▶ _WHAT TO WORK ON_
From the first line to the last, reproduce the records below exactly, omitting any picture.

START INPUT DATA

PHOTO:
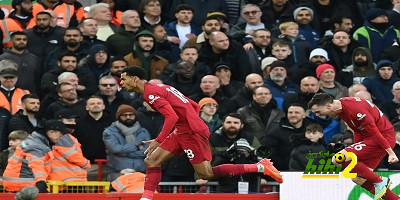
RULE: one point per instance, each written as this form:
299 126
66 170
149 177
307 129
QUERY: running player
373 138
190 135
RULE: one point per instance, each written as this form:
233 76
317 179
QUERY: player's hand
153 145
393 158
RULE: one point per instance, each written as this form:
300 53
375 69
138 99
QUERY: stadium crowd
252 66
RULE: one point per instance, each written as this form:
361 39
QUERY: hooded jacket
153 64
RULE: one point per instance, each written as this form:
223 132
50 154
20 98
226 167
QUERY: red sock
153 178
363 172
233 169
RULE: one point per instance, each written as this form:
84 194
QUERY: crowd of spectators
252 65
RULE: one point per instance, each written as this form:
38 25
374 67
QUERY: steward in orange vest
63 11
30 165
69 164
10 97
130 182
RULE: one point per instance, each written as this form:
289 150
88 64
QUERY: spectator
312 141
220 48
277 83
278 137
326 74
72 41
27 118
182 29
303 16
244 31
376 34
362 65
244 95
121 42
381 83
208 110
43 38
68 100
14 139
223 140
28 65
124 142
210 88
143 55
101 13
89 29
89 130
262 112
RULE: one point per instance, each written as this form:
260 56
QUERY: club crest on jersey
153 98
360 116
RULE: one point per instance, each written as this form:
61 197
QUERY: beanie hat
207 100
267 61
323 67
278 63
384 63
295 12
123 109
374 13
319 52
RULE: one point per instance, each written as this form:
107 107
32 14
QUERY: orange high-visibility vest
15 103
63 13
68 163
130 183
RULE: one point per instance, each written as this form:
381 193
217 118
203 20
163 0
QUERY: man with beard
143 55
185 80
278 137
222 139
124 143
279 86
68 100
73 41
26 119
43 38
19 19
121 42
88 132
245 95
28 67
261 114
376 34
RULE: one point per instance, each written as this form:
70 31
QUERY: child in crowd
301 48
311 142
208 108
14 139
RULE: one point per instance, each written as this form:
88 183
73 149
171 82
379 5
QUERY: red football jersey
178 110
366 120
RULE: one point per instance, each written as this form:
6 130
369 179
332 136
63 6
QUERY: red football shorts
369 152
195 145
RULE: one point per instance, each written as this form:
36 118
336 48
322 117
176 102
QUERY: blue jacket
374 40
116 145
280 92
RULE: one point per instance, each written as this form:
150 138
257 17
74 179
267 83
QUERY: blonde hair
285 25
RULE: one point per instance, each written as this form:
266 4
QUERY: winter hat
384 63
123 109
267 61
323 67
278 63
207 100
374 13
295 12
319 52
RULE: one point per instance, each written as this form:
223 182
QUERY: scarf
128 131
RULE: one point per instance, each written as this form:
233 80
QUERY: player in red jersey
373 138
189 134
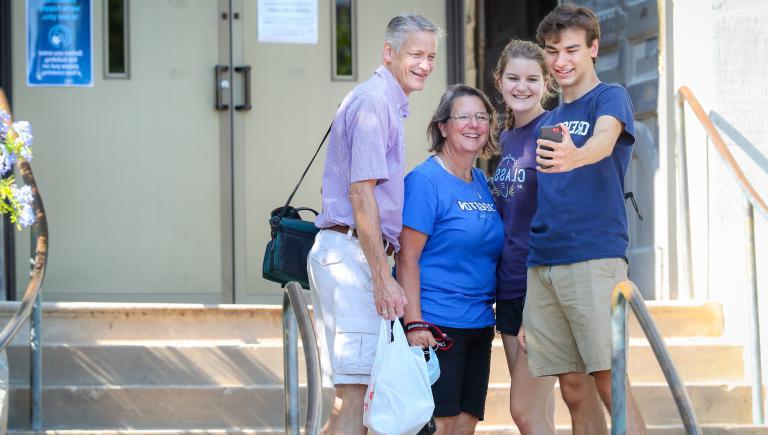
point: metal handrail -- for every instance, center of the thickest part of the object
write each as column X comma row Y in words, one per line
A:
column 296, row 314
column 32, row 294
column 624, row 292
column 686, row 95
column 752, row 200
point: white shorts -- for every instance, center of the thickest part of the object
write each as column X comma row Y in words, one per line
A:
column 346, row 320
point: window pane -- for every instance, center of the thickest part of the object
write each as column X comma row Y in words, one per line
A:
column 116, row 38
column 344, row 38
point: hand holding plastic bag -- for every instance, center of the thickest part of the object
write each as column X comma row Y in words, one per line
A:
column 399, row 397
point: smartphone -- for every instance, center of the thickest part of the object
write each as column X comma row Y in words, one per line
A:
column 553, row 133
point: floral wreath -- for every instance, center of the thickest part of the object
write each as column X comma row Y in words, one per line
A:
column 15, row 142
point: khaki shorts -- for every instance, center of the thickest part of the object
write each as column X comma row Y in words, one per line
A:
column 345, row 316
column 567, row 316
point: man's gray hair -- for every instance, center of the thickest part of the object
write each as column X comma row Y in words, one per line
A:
column 403, row 24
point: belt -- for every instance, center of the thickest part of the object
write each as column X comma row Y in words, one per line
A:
column 388, row 248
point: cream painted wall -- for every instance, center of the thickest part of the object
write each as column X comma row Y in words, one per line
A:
column 294, row 102
column 129, row 169
column 719, row 54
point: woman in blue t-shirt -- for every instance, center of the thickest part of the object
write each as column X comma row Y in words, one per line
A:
column 522, row 78
column 449, row 247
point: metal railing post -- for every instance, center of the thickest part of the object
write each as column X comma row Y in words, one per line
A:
column 312, row 357
column 627, row 291
column 684, row 209
column 296, row 314
column 754, row 324
column 618, row 364
column 290, row 368
column 36, row 365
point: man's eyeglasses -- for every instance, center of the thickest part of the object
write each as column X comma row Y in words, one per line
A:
column 480, row 117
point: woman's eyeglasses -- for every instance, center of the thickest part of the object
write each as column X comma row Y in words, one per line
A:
column 480, row 117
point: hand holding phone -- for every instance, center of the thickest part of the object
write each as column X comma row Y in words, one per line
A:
column 552, row 133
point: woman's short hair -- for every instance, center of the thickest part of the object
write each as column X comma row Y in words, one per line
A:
column 402, row 25
column 443, row 112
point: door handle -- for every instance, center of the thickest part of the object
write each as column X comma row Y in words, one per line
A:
column 219, row 85
column 246, row 71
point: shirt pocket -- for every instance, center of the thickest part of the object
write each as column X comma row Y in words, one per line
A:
column 354, row 347
column 326, row 257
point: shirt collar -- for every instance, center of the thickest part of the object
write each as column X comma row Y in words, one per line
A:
column 394, row 90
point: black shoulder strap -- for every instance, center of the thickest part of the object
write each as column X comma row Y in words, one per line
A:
column 287, row 203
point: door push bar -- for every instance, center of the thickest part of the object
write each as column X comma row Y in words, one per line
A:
column 246, row 71
column 221, row 83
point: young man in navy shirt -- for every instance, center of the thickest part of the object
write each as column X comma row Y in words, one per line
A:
column 579, row 237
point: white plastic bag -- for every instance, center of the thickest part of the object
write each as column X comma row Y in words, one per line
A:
column 399, row 397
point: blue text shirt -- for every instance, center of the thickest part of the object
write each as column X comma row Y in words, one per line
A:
column 458, row 262
column 581, row 214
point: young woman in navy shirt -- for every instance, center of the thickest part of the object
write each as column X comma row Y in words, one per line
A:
column 522, row 78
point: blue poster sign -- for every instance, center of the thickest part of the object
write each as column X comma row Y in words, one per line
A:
column 59, row 43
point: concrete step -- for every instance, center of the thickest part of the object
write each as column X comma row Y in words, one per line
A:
column 91, row 408
column 724, row 361
column 682, row 319
column 85, row 322
column 713, row 404
column 90, row 323
column 485, row 430
column 220, row 362
column 261, row 406
column 654, row 430
column 156, row 363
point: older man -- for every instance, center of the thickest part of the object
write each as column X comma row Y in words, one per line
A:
column 349, row 274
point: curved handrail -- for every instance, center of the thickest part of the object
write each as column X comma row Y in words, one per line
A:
column 40, row 230
column 751, row 193
column 626, row 291
column 294, row 299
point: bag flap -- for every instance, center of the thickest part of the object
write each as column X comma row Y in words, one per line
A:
column 298, row 225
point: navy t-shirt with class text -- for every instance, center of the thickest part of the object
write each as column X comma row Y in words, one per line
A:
column 514, row 190
column 580, row 214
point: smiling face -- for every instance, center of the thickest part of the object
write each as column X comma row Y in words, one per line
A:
column 415, row 60
column 569, row 59
column 522, row 85
column 469, row 136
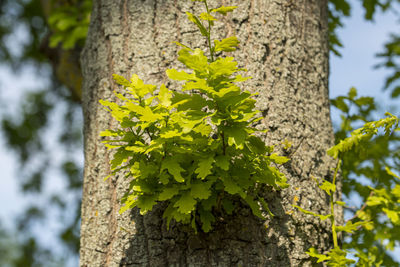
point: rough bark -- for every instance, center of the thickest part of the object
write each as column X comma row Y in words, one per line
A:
column 284, row 46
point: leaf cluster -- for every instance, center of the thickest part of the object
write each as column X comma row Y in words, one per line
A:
column 69, row 24
column 373, row 228
column 194, row 148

END INPUT DATA

▶ _FINISHED EXERCISE_
PHOTO:
RULE: one point per instance, each written as this form:
299 126
66 170
149 177
307 129
QUERY: running player
373 138
190 135
RULE: one point per instance, each written as this form:
233 76
317 179
QUERY: player's hand
153 145
393 158
RULE: one point per instance, each written as this form:
300 53
375 69
138 99
QUERY: stadium crowd
252 66
RULE: one point per instance, each written as this form:
361 39
QUERY: hooded jacket
153 64
RULE: one point per instance, each written as this form:
223 132
50 154
20 98
226 167
QUERY: red sock
153 178
363 172
233 169
RULE: one point per instance, each written as this form:
84 194
QUERY: crowd of spectators
252 65
RULE: one point per instance, each written as this form:
38 25
374 67
QUERY: steward in orange vest
63 11
30 165
69 164
10 97
130 182
RULE: one point per instance, each written as this form:
289 150
88 64
QUERY: spectator
312 141
220 48
277 83
278 137
326 74
72 41
27 118
182 29
303 16
244 31
376 34
362 65
244 95
121 42
381 83
208 110
43 38
68 100
14 139
223 140
28 65
124 142
210 88
143 55
101 13
89 29
89 130
262 112
RULE: one point per instance, each written as this form:
260 56
QUERY: club crest on jersey
153 98
360 116
RULE: one point per instance, each written as this form:
61 197
QUERY: beanie hat
207 100
267 61
323 67
278 63
384 63
295 12
123 109
374 13
319 52
RULE: one point per instance, each written as this form:
107 107
32 14
QUERY: orange high-visibility vest
15 103
63 13
68 163
130 183
RULE: one point per instance, each written as this form:
381 193
217 118
203 20
163 0
QUERY: man with beard
143 55
185 80
278 137
222 139
124 143
279 86
68 100
73 41
26 119
43 38
19 19
121 42
88 132
245 95
28 67
261 114
376 34
RULE: one point per instance, each written as this form:
70 31
QUERY: child in crowd
301 48
311 142
208 108
14 139
RULE: one point per instance, each written as this form:
88 183
73 149
171 82
379 5
QUERY: red football jersey
178 110
366 120
RULE: one point per instance, each written as this form:
6 130
369 179
332 136
63 6
QUERY: red football shorts
369 152
195 145
RULE: one point per instance, each written as this form:
36 118
336 48
322 117
176 102
QUERY: blue jacket
374 40
116 145
280 92
RULE: one point per instance, each written as this form:
150 138
257 17
74 179
267 83
QUERY: blonde hair
285 25
RULE: one point per instance, each written as this form:
266 4
QUERY: winter hat
384 63
123 109
267 61
323 67
278 63
207 100
374 13
295 12
319 52
RULE: one point per instance, each written as this form:
223 182
QUERY: scarf
128 131
RULE: one point per instance, each written as this form:
233 80
QUERY: player in red jersey
373 138
189 134
point: metal handrail -- for every instance, center of the thickest part of the object
write each as column X comma row Y in words, one per line
A:
column 296, row 314
column 32, row 294
column 624, row 292
column 686, row 95
column 752, row 200
point: white shorts -- for every instance, center of the thickest part of the object
write each as column X comma row Y in words, one per line
A:
column 346, row 320
point: window pane -- for every instance, center of the thickest part of the object
write each as column X comma row Y in words, one per line
A:
column 116, row 38
column 344, row 38
point: hand holding plastic bag -- for every instance, center of the thickest part of the object
write each as column X comma row Y in words, one per line
A:
column 399, row 397
point: smartphone -- for every instance, center of the thickest part of the object
write each as column X comma row Y in words, one per line
A:
column 553, row 133
point: floral wreath -- for every instance, center of the thickest part of the object
write each as column X comma row Y in words, one per line
A:
column 15, row 142
point: khaki shorts -- for every instance, center of the thickest part of the object
write each as column X comma row Y in words, one per line
A:
column 345, row 316
column 567, row 316
point: man's gray hair -- for every instance, center of the thickest part of the object
write each as column X comma row Y in words, one per line
A:
column 403, row 24
point: belt -- for every instance, center of the thickest part of the object
write each as column X comma row Y in words, one per line
A:
column 388, row 248
point: cream painted wall -- for every instance, center of the thickest part of the object
write each as column X comma row Y in words, one per line
A:
column 294, row 102
column 129, row 169
column 719, row 54
point: woman in blue t-shirt -- for every instance, center of the thickest part of the object
write each as column X comma row Y in words, one per line
A:
column 522, row 78
column 449, row 247
point: metal railing post -- for every instance, center of the thickest part of the object
write each as column X comma row Y in words, one per line
A:
column 312, row 357
column 627, row 291
column 684, row 209
column 296, row 314
column 754, row 324
column 618, row 364
column 290, row 368
column 36, row 365
point: man's eyeglasses -- for every instance, center of the thickest part of the object
write each as column X comma row Y in words, one per line
A:
column 480, row 117
point: woman's eyeglasses -- for every instance, center of the thickest part of the object
write each as column X comma row Y in words, one per line
A:
column 480, row 117
point: hand holding phone -- for every instance, center of the thickest part of the object
write each as column X comma row Y in words, one per line
A:
column 552, row 133
point: woman's short hair -- for every instance, center of the thickest part of the object
write each as column X comma row Y in words, one per line
A:
column 402, row 25
column 443, row 112
point: door handle -- for every instance, center of the thickest part of the object
write each as column X comma row Y in words, one per line
A:
column 219, row 85
column 246, row 71
point: shirt pocket -- for every instance, center of the thickest part of the object
write each as column X comma row Y in words, one per line
A:
column 354, row 347
column 326, row 257
point: shirt collar -- for every instance, center of the thickest part of the object
write each as column X comma row Y in words, one per line
A:
column 394, row 90
point: black shoulder strap -- for every instance, center of the thickest part of the object
write each as column X comma row Y in words, one per line
A:
column 287, row 203
point: door push bar -- for every instance, center of the thickest part of the object
write each as column X comma row Y in words, one per line
A:
column 246, row 71
column 221, row 83
point: young man in navy shirt -- for every instance, center of the thickest part of the object
write each as column X comma row Y in words, one per line
A:
column 579, row 237
point: white plastic bag -- for every instance, center of the thickest part of the object
write each as column X comma row Y in words, one per line
A:
column 399, row 397
point: blue text shirt -- for every instance, center of the thickest part of the object
write each as column X comma row Y in words, one per line
A:
column 458, row 262
column 581, row 214
point: young woman in navy shirt -- for every instance, center of the thickest part of the object
write each as column X comma row Y in words, one per line
A:
column 522, row 78
point: blue poster sign -- for every instance, center of the thickest part of the object
write each as column X comma row Y in words, one per line
A:
column 59, row 43
point: concrete step -- for every instance, center of the thickest part of the object
write each as column X comma row Y in words, one per line
A:
column 91, row 408
column 724, row 361
column 682, row 319
column 85, row 322
column 713, row 404
column 90, row 323
column 485, row 430
column 220, row 362
column 261, row 406
column 654, row 430
column 156, row 363
point: older man -- for every instance, center of the thickest part of the object
write each as column X comma row Y in words, one per line
A:
column 349, row 274
point: curved handrail -- for every instance, center of the thickest part of the object
write each as column X comma row Y in words, one per line
A:
column 40, row 230
column 751, row 193
column 626, row 291
column 294, row 299
point: bag flap -- for every instance, center of the thickest part of the object
write each as column X comma row Y in words, one per line
A:
column 298, row 225
point: navy t-shirt with class text -- for every instance, center of the thickest part of the object
write each as column X comma row Y in words, one per line
A:
column 514, row 190
column 580, row 214
point: smiling face -- for every instance, center of the thickest part of the object
write each as column X comma row Y in words, one per line
A:
column 415, row 60
column 569, row 59
column 522, row 85
column 469, row 136
point: rough bark -- for every instance, center of the thickest part of the object
write each as column X comma row Y in words, one per line
A:
column 284, row 46
point: leaf cluster -- for every instance, center of the thickest part of the object
write each as column X comma row Y in words, one per line
A:
column 69, row 24
column 373, row 228
column 194, row 148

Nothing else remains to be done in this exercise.